Point labels for photos:

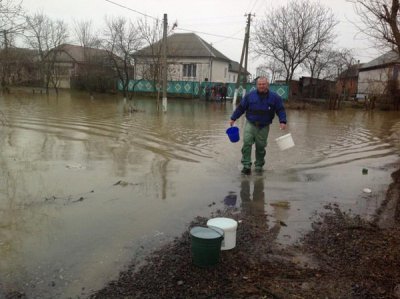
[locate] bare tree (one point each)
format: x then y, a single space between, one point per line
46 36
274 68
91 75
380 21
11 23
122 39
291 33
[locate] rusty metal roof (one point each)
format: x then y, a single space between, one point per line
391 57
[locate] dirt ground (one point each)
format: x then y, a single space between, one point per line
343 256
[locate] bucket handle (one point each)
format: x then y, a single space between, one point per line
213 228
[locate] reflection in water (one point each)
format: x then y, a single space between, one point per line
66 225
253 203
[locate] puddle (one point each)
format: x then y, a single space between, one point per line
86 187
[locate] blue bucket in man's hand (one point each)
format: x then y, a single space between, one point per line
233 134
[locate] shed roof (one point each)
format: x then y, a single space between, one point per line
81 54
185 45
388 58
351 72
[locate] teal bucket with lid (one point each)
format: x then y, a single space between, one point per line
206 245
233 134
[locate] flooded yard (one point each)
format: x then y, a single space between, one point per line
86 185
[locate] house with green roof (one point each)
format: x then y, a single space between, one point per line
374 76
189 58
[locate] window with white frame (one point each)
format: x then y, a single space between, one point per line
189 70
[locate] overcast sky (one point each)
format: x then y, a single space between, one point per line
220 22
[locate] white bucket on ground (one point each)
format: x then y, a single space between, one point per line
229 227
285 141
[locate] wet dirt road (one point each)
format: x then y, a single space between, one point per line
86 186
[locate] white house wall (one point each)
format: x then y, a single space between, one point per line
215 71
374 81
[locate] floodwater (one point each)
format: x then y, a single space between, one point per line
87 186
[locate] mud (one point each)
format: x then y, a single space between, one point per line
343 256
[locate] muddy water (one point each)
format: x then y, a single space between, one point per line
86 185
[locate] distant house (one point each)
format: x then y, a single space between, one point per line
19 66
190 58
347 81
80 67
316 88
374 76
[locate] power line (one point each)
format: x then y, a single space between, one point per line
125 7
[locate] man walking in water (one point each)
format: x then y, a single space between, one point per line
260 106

--

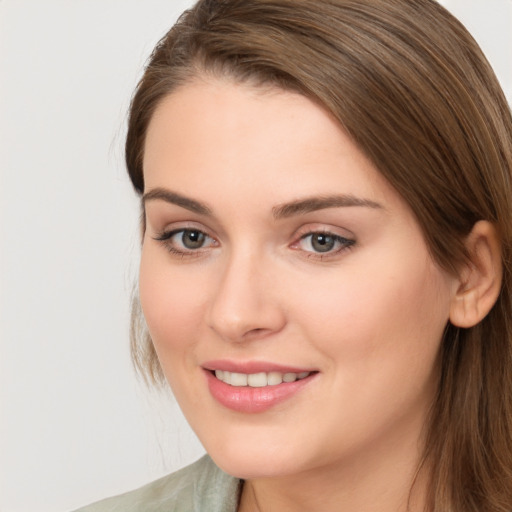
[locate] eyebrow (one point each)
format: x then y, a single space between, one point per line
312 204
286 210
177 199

Exercise task
Collect every line above that contains the word "ground", and copy each one in full.

Reply to the task
[locate] dirt ground (one point each)
[locate] white bucket on ground (one point each)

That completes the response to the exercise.